About this exercise: Extract the complete listing and output it unchanged.

Provided material:
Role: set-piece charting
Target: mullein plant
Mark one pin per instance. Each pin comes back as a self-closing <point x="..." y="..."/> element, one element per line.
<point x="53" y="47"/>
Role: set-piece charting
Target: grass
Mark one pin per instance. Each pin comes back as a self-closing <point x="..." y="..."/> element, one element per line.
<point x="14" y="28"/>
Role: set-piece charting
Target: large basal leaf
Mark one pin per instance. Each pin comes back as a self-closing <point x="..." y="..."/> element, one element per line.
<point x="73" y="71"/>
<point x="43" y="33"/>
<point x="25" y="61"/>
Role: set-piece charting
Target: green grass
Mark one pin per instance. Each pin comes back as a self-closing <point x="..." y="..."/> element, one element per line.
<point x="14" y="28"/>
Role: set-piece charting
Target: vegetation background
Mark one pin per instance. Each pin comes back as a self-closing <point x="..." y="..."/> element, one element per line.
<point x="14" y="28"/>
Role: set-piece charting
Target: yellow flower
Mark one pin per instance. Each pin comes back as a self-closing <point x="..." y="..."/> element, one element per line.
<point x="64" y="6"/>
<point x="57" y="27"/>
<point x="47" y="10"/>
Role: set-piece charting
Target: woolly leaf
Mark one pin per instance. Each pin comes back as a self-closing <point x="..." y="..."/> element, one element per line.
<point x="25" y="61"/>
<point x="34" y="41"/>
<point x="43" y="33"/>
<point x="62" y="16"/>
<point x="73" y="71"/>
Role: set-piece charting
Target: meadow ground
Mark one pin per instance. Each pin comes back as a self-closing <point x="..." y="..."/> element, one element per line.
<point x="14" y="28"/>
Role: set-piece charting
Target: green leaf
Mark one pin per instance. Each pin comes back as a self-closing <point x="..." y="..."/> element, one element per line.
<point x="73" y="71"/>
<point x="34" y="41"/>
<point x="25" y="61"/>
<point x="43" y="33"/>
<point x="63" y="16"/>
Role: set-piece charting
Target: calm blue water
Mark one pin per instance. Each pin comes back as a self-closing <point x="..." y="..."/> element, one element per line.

Written answer:
Role: set-piece charting
Target: mullein plant
Mark one pin per instance. Each pin comes back as a self-closing <point x="..." y="..."/> element, one element per line.
<point x="53" y="47"/>
Role: set-piece charting
Target: grass
Mark one pin per instance. Each pin comes back as a self-closing <point x="..." y="..."/> element, one element per line.
<point x="14" y="28"/>
Role: set-piece charting
Target: large basal leaf
Mark one pin per instance. Each pin comes back as a self-closing <point x="..." y="..."/> element, one element per line.
<point x="73" y="71"/>
<point x="43" y="33"/>
<point x="25" y="61"/>
Role: set-piece charting
Target: green grass
Mark one pin per instance. Each pin comes back as a self-closing <point x="..." y="..."/> element, one element per line.
<point x="14" y="28"/>
Role: set-piece charting
Target: vegetation background
Mark one pin per instance. Each pin comes back as a self-closing <point x="..." y="..."/> element, one element per line.
<point x="14" y="28"/>
Role: set-piece charting
Target: yellow flower
Mark one pin per instance. Each pin comes back as a self-closing <point x="..." y="..."/> element, one element per line.
<point x="64" y="6"/>
<point x="57" y="27"/>
<point x="47" y="10"/>
Role: set-piece charting
Target: woolly leaf
Mark one pin per instance. Each pin comes back as a self-closing <point x="..." y="..."/> element, one element per line.
<point x="25" y="61"/>
<point x="34" y="41"/>
<point x="43" y="33"/>
<point x="62" y="16"/>
<point x="73" y="71"/>
Role: set-piece charting
Target: meadow ground
Mark one pin per instance. Each pin comes back as a self-closing <point x="..." y="..."/> element, one element per line.
<point x="14" y="28"/>
Role: set-piece charting
Target: green leaf
Mark one pin per instance. Each pin comes back as a self-closing <point x="..." y="..."/> element, one element per line.
<point x="73" y="71"/>
<point x="34" y="41"/>
<point x="25" y="61"/>
<point x="43" y="33"/>
<point x="63" y="16"/>
Role: set-piece charting
Target: calm blue water
Mark one pin per instance. Each pin comes back as a self-closing <point x="..." y="..."/> element, one element per line.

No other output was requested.